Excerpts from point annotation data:
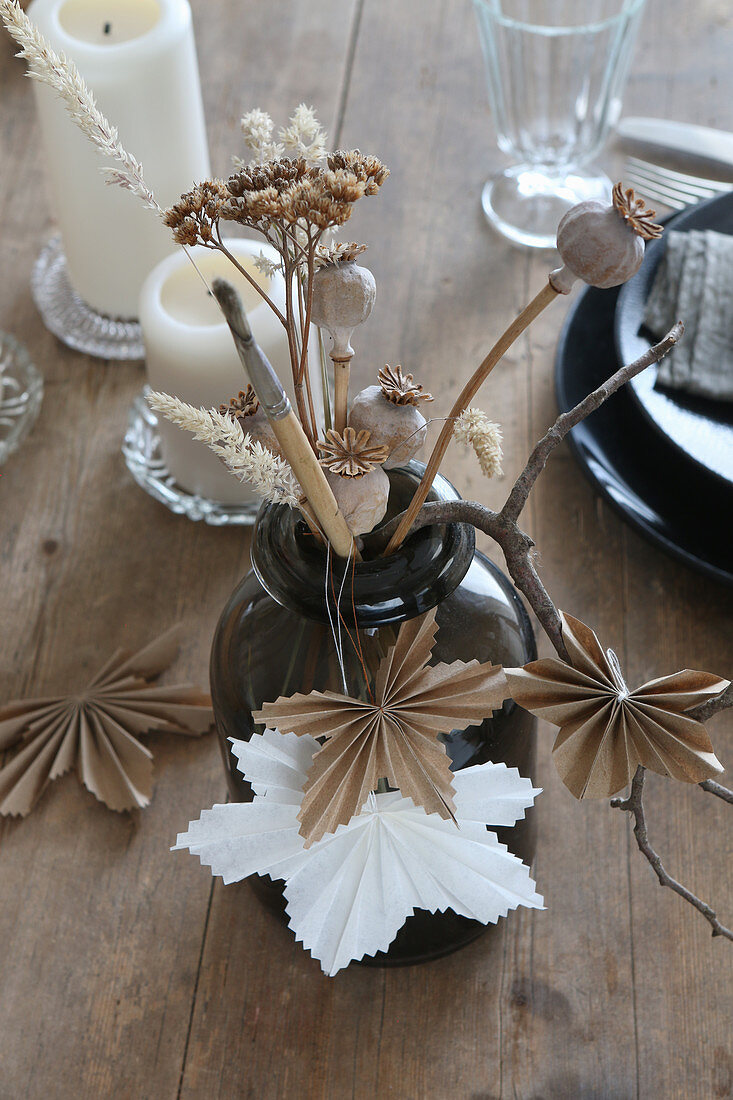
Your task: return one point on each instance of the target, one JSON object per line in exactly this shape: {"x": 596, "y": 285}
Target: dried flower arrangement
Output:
{"x": 320, "y": 796}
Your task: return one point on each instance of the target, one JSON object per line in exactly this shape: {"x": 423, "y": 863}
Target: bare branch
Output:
{"x": 502, "y": 526}
{"x": 718, "y": 790}
{"x": 634, "y": 804}
{"x": 517, "y": 497}
{"x": 515, "y": 543}
{"x": 704, "y": 711}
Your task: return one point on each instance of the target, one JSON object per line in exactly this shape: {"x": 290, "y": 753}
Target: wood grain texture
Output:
{"x": 123, "y": 970}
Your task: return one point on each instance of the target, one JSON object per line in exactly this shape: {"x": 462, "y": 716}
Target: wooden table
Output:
{"x": 126, "y": 971}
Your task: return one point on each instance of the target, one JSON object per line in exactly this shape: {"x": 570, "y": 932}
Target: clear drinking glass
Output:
{"x": 556, "y": 70}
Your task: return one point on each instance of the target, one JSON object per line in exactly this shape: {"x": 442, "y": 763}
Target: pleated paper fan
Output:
{"x": 97, "y": 729}
{"x": 349, "y": 893}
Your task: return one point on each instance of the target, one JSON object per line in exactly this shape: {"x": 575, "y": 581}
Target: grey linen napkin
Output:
{"x": 695, "y": 284}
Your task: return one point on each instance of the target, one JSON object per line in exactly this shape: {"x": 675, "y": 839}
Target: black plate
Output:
{"x": 648, "y": 481}
{"x": 702, "y": 429}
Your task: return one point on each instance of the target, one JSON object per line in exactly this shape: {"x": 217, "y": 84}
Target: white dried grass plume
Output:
{"x": 258, "y": 132}
{"x": 63, "y": 77}
{"x": 249, "y": 461}
{"x": 305, "y": 136}
{"x": 474, "y": 429}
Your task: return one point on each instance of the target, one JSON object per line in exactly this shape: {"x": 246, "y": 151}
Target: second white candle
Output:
{"x": 190, "y": 353}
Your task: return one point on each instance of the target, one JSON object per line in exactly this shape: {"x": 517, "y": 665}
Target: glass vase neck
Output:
{"x": 296, "y": 571}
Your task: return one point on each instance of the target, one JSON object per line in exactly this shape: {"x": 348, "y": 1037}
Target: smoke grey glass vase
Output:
{"x": 274, "y": 638}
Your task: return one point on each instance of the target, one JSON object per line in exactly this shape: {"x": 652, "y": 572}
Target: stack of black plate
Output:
{"x": 662, "y": 458}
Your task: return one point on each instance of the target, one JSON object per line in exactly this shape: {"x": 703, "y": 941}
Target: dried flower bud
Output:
{"x": 603, "y": 243}
{"x": 342, "y": 297}
{"x": 252, "y": 418}
{"x": 351, "y": 454}
{"x": 362, "y": 501}
{"x": 390, "y": 413}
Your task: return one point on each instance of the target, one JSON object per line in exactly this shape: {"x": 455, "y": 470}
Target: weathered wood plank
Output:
{"x": 101, "y": 927}
{"x": 122, "y": 971}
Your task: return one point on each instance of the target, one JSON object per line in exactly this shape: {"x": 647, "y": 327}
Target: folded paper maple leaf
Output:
{"x": 392, "y": 735}
{"x": 605, "y": 729}
{"x": 97, "y": 730}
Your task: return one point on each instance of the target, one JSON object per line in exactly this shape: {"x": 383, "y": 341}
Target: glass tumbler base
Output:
{"x": 525, "y": 204}
{"x": 72, "y": 320}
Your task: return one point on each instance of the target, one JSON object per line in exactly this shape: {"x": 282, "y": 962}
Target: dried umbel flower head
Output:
{"x": 340, "y": 252}
{"x": 343, "y": 296}
{"x": 245, "y": 404}
{"x": 400, "y": 388}
{"x": 390, "y": 411}
{"x": 252, "y": 419}
{"x": 351, "y": 454}
{"x": 635, "y": 213}
{"x": 474, "y": 429}
{"x": 196, "y": 212}
{"x": 602, "y": 243}
{"x": 368, "y": 169}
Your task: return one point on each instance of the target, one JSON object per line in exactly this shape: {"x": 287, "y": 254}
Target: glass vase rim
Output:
{"x": 628, "y": 9}
{"x": 424, "y": 571}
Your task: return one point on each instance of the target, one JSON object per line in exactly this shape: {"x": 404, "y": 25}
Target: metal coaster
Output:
{"x": 72, "y": 320}
{"x": 21, "y": 393}
{"x": 142, "y": 454}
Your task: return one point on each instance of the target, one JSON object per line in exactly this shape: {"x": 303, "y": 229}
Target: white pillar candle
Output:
{"x": 139, "y": 59}
{"x": 190, "y": 353}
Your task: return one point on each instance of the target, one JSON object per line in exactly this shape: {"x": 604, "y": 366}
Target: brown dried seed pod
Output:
{"x": 603, "y": 243}
{"x": 401, "y": 429}
{"x": 362, "y": 501}
{"x": 342, "y": 297}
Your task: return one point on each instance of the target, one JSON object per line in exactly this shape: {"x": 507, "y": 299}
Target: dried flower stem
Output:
{"x": 341, "y": 377}
{"x": 220, "y": 246}
{"x": 539, "y": 303}
{"x": 634, "y": 805}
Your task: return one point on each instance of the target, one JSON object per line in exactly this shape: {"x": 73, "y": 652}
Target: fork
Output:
{"x": 675, "y": 189}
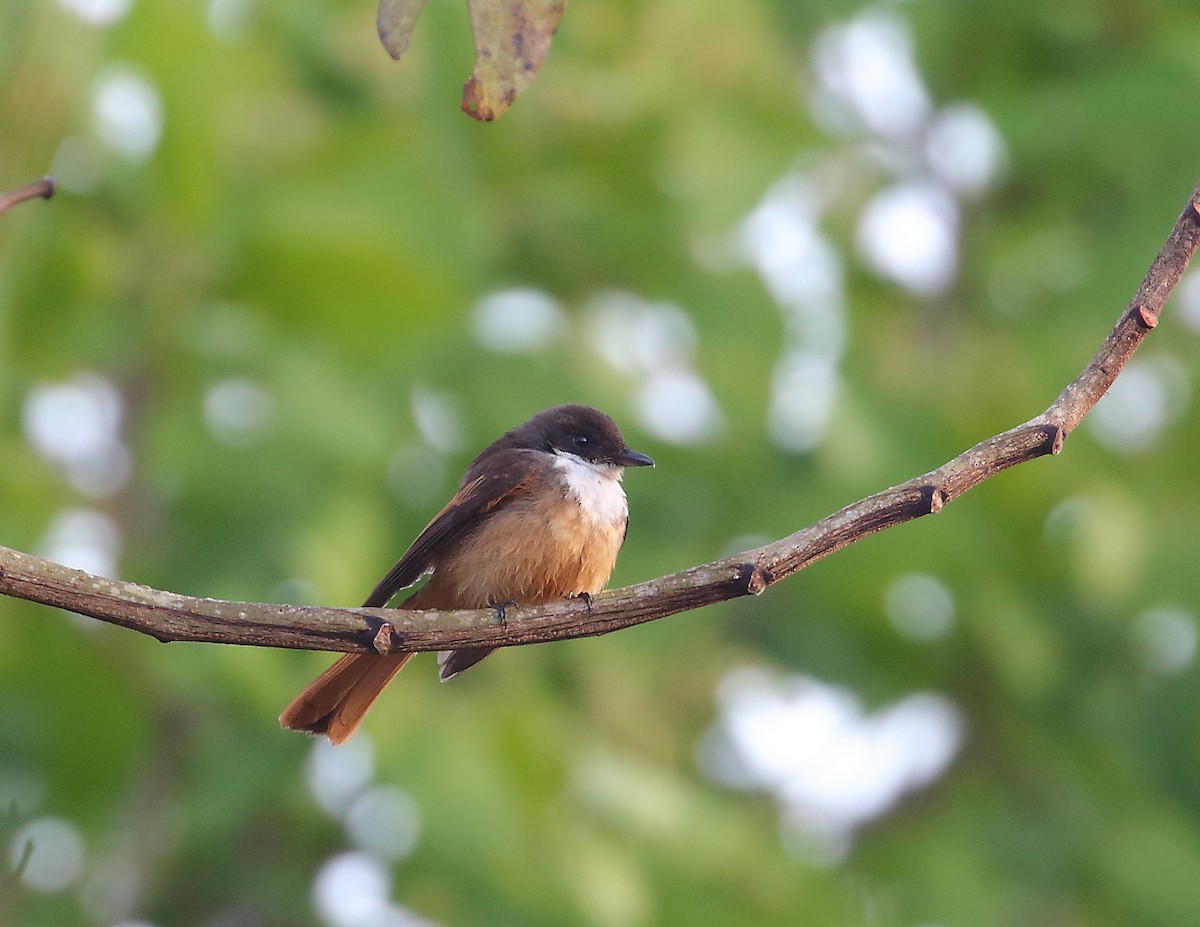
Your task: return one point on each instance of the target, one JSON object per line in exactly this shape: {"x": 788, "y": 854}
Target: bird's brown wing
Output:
{"x": 508, "y": 474}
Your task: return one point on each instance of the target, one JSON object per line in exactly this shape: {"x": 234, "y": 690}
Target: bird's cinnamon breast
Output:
{"x": 532, "y": 551}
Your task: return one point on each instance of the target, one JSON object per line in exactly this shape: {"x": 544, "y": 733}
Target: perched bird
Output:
{"x": 539, "y": 515}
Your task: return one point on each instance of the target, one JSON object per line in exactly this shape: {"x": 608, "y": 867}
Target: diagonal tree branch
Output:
{"x": 169, "y": 616}
{"x": 43, "y": 189}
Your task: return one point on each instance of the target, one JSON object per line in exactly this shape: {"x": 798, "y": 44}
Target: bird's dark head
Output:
{"x": 581, "y": 431}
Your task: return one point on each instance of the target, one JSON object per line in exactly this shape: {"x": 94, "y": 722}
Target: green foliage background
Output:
{"x": 321, "y": 222}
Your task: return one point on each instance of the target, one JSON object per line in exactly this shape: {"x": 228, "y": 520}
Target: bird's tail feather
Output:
{"x": 336, "y": 701}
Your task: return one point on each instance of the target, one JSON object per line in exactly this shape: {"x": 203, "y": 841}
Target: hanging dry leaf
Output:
{"x": 511, "y": 41}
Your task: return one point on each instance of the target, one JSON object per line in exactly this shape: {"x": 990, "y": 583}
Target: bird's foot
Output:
{"x": 501, "y": 609}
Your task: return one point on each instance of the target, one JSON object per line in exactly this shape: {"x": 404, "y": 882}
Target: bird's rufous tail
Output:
{"x": 336, "y": 701}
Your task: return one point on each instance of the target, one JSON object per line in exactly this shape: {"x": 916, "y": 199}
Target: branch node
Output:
{"x": 753, "y": 579}
{"x": 385, "y": 637}
{"x": 933, "y": 498}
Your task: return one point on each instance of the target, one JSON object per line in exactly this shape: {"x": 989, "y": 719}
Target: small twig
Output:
{"x": 43, "y": 189}
{"x": 168, "y": 616}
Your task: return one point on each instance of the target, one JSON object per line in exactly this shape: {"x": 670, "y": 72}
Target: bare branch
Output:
{"x": 43, "y": 189}
{"x": 168, "y": 616}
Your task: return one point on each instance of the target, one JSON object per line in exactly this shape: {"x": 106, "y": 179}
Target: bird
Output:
{"x": 539, "y": 515}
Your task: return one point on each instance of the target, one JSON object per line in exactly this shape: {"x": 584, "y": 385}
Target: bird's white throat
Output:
{"x": 595, "y": 486}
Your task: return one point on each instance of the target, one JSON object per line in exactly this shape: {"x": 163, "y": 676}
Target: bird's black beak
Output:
{"x": 633, "y": 459}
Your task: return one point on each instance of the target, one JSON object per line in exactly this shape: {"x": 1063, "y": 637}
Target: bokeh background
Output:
{"x": 801, "y": 252}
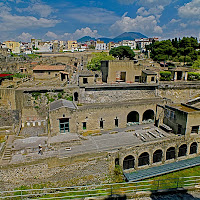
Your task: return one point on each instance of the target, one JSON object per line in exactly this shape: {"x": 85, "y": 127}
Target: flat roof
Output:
{"x": 62, "y": 103}
{"x": 49, "y": 68}
{"x": 149, "y": 72}
{"x": 183, "y": 108}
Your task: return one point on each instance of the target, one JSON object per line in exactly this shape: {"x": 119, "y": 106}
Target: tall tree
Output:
{"x": 95, "y": 63}
{"x": 122, "y": 52}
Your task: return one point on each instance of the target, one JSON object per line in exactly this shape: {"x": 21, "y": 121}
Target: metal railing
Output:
{"x": 77, "y": 192}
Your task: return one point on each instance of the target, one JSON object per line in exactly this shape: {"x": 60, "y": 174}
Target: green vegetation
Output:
{"x": 118, "y": 175}
{"x": 2, "y": 138}
{"x": 36, "y": 95}
{"x": 165, "y": 76}
{"x": 193, "y": 76}
{"x": 196, "y": 64}
{"x": 33, "y": 56}
{"x": 95, "y": 63}
{"x": 19, "y": 75}
{"x": 182, "y": 50}
{"x": 122, "y": 52}
{"x": 69, "y": 98}
{"x": 91, "y": 47}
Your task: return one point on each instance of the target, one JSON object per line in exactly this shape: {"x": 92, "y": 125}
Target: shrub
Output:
{"x": 165, "y": 76}
{"x": 193, "y": 76}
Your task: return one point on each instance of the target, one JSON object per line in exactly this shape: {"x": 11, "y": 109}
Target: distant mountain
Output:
{"x": 129, "y": 36}
{"x": 123, "y": 36}
{"x": 85, "y": 39}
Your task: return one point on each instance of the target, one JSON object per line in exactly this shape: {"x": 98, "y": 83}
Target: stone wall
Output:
{"x": 151, "y": 147}
{"x": 54, "y": 172}
{"x": 9, "y": 117}
{"x": 93, "y": 114}
{"x": 178, "y": 95}
{"x": 116, "y": 93}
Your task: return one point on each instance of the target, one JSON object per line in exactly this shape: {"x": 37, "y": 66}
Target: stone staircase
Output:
{"x": 7, "y": 154}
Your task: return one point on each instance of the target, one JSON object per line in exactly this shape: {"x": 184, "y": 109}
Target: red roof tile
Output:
{"x": 49, "y": 68}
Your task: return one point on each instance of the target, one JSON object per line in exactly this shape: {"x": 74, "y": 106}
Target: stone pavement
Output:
{"x": 70, "y": 144}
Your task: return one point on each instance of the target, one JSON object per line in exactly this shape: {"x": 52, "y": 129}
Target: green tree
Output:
{"x": 122, "y": 52}
{"x": 95, "y": 63}
{"x": 196, "y": 64}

■ What the task asks
List every line of the material above that contains the string "vase".

■ Solution to this task
Target: glass vase neck
Target: smoke grey glass vase
Target: glass vase rim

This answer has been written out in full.